# START OF DATASET RECORDS
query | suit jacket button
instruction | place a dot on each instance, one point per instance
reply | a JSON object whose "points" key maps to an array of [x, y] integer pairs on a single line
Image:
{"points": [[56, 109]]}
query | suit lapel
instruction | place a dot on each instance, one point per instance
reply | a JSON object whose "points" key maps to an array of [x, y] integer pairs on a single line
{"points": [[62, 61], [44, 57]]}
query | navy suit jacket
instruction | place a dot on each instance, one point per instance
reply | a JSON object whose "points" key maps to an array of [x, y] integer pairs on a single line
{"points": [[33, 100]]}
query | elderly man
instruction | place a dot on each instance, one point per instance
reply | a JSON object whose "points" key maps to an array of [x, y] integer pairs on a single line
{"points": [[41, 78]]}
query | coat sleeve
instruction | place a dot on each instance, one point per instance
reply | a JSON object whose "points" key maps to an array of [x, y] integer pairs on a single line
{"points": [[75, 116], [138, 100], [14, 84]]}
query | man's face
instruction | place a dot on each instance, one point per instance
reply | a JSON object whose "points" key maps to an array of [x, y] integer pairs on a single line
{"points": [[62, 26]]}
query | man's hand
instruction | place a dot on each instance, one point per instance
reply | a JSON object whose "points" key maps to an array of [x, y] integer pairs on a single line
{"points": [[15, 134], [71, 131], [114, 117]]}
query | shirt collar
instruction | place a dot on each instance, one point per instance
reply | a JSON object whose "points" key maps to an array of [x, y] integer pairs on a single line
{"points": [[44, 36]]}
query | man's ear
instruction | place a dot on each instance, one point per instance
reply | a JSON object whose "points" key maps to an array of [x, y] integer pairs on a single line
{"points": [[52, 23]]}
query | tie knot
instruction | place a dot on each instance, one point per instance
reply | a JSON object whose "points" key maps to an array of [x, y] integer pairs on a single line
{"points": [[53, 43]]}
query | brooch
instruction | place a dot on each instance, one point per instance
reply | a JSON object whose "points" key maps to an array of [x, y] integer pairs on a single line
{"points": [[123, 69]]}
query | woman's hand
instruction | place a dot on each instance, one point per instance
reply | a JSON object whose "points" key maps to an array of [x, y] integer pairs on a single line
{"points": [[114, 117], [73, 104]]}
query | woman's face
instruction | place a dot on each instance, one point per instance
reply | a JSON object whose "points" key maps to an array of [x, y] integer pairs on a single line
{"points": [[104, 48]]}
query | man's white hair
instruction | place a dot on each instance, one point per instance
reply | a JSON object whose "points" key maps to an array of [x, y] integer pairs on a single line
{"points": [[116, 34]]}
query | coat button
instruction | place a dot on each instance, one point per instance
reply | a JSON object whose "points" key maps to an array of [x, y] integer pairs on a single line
# END OF DATASET RECORDS
** REQUIREMENT **
Output every entry shown above, exactly.

** FINISHED EXERCISE **
query | suit jacket button
instruction | place a dot on each instance, one point per instance
reply | a JSON object whose "points" key maps to an array of [x, y] integer pairs on a single line
Image:
{"points": [[56, 109]]}
query | suit lapel
instruction | place a dot on each instance, one point per instance
reply | a JSON object whose "points" key maps to an array of [x, y] integer pairs on a single line
{"points": [[62, 61], [44, 57]]}
query | navy suit jacket
instruction | place a dot on each instance, one point per instance
reply | a JSON object whose "points" key maps to an array of [x, y] integer pairs on a single line
{"points": [[33, 100]]}
query | elderly man
instruction | place a dot on each instance, one point per instance
reply | a JSON object whose "points" key maps to an array of [x, y] integer pairs on a single line
{"points": [[41, 78]]}
query | coat sleeve
instruction | place a dot on each instance, one point per instance
reply | a JSON object whose "points" key maps to an array of [x, y] integer pairs on a single line
{"points": [[75, 116], [138, 100], [14, 84]]}
query | man's face
instruction | place a dot on each instance, one point per instance
reply | a JSON object whose "points" key maps to an array of [x, y] integer pairs on a single line
{"points": [[62, 26]]}
query | man's hand
instruction | place a dot on each instance, one point per instance
reply | a JSON object whose "points" key maps to an array of [x, y] integer pairs on a single line
{"points": [[15, 134], [71, 131], [114, 117]]}
query | shirt collar
instruction | place a dot on each instance, one point per instance
reply | a JSON object whose "points" key maps to an array of [x, y] integer pairs on a single line
{"points": [[44, 36]]}
query | man's ear
instruction | place a dot on each instance, one point per instance
reply | a JSON object whose "points" key maps to an array of [x, y] integer pairs on a single line
{"points": [[52, 23]]}
query | tie knot
instruction | place a dot on each instance, one point per instance
reply | a JSON object whose "points" key maps to an array of [x, y] integer pairs on a single line
{"points": [[53, 43]]}
query | brooch
instruction | place a dot on each instance, one point per instance
reply | a JSON object whose "points" key maps to an array of [x, y] integer pairs on a single line
{"points": [[123, 69]]}
query | woman's hand
instruction | place a dot on each instance, one point per instance
reply | a JSON object whose "points" key maps to an array of [x, y] integer pairs on a single line
{"points": [[114, 117], [73, 104]]}
query | woman's face
instruction | place a dot on each instance, one point per instance
reply | a JSON object whose "points" key maps to an array of [x, y] integer pairs on a single line
{"points": [[104, 48]]}
query | man's white hair
instruction | place a dot on each instance, one point per instance
reply | a JSON object whose "points" key maps to an array of [x, y] integer pairs on a single line
{"points": [[116, 34]]}
query | coat button
instruction | place a dot on each instance, one point per instance
reply | a JSON object whose "points" key maps to an array of [x, y] integer pairs on a single line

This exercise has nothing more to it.